**PROBLEM STATEMENT**: For the data below, give again exactly the lines from the one containing "Where can you see the white virtual" through the one containing "Write each point like <point>504,74</point>.", both ends included, and no others.

**Saved entries**:
★ ★ ★ ★ ★

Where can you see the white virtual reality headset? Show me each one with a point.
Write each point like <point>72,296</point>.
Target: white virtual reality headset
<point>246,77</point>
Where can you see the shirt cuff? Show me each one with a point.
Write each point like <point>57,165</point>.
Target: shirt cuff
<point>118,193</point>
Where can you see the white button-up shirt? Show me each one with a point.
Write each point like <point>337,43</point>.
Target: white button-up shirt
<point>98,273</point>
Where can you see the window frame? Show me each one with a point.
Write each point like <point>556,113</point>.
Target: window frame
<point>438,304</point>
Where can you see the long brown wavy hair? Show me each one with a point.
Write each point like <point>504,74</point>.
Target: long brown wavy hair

★ ★ ★ ★ ★

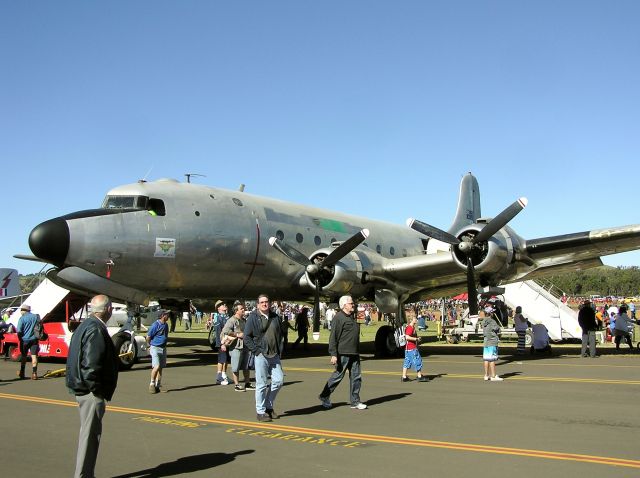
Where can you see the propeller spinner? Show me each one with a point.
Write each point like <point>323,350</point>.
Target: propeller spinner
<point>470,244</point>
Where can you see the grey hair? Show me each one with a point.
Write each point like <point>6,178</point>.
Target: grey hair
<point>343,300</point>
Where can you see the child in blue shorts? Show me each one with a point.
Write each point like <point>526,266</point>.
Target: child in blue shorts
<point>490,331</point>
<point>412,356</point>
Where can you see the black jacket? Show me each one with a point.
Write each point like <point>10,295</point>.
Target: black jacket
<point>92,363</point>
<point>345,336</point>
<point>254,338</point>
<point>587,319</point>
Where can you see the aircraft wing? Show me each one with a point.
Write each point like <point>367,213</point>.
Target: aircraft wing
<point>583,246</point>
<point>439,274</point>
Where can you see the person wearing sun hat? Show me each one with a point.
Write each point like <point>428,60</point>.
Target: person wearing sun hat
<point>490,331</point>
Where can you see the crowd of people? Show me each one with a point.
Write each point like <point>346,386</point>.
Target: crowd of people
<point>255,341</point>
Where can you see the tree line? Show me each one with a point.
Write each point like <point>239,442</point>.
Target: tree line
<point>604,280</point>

★ ★ ★ ★ ★

**REPLY TO THE TASK**:
Where can you see the white virtual reality headset? Show me each one with a point.
Write each point like <point>72,296</point>.
Target: white virtual reality headset
<point>246,77</point>
Where can you see the shirt cuff? Show me each one with a point.
Write each point like <point>57,165</point>.
Target: shirt cuff
<point>118,193</point>
Where can you see the white button-up shirt? Show me each one with a point.
Write each point like <point>337,43</point>.
Target: white button-up shirt
<point>98,273</point>
Where can you see the window frame? Show me each one with a point.
Write each point like <point>556,113</point>.
Target: window frame
<point>438,304</point>
Where can you see the long brown wavy hair? Show me each one with a point.
Write each point like <point>504,74</point>.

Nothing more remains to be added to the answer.